Tugas Tertulis 1:
Jawablah pertanyaan berikut berdasarkan bacaan tentang Pangkalan Brandan.
(a) Di wilayah kabupaten mana Pangkalan Brandan berada?
(b) Menurut judulnya, berapa lama Brandan menjadi lautan api?
(c) Pada masa apa pertempuran sengit melawan pasukan Belanda terjadi?
Tugas Tertulis 2: Tuliskan kembali tanpa perubahan bagian bacaan tentang Pangkalan Brandan, mulai dari "Laporan Reporter Tribun" dan berakhir pada "Militer Belanda I.".

Bacaan:
_ _ _ _

Jejak Perjuangan Melawan Belanda, Brandan Jadi Lautan Api Selama 3 Hari, Kilang Minyak Diledakkan
Pangkalan Brandan, yang berada di wilayah Kabupaten Langkat, Sumut, menjadi saksi sejarah perjuangan pasukan RI dan rakyat mempertahankan Kemerdekaan.
Laporan Reporter Tribun Medan/Aqmarul Akhyar
TRIBUN-MEDAN.com – Pangkalan Brandan, yang berada di wilayah Kabupaten Langkat, Sumatera Utara (Sumut), menjadi saksi sejarah perjuangan pasukan RI dan rakyat mempertahankan Kemerdekaan.
Pertempuran sengit terjadi melawan pasukan Belanda yang didukung oleh Sekutu pada masa Agresi Militer Belanda I.

_ _ _ _

Data Terkumpul:
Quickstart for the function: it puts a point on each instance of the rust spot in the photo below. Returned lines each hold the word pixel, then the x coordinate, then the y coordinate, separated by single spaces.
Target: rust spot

_ _ _ _

Jawaban Lengkap 1:
(a) Kabupaten Langkat, Sumatera Utara.
(b) Selama 3 hari.
(c) Pada masa Agresi Militer Belanda I.

Jawaban Lengkap 2:
Laporan Reporter Tribun Medan/Aqmarul Akhyar
TRIBUN-MEDAN.com – Pangkalan Brandan, yang berada di wilayah Kabupaten Langkat, Sumatera Utara (Sumut), menjadi saksi sejarah perjuangan pasukan RI dan rakyat mempertahankan Kemerdekaan.
Pertempuran sengit terjadi melawan pasukan Belanda yang didukung oleh Sekutu pada masa Agresi Militer Belanda I.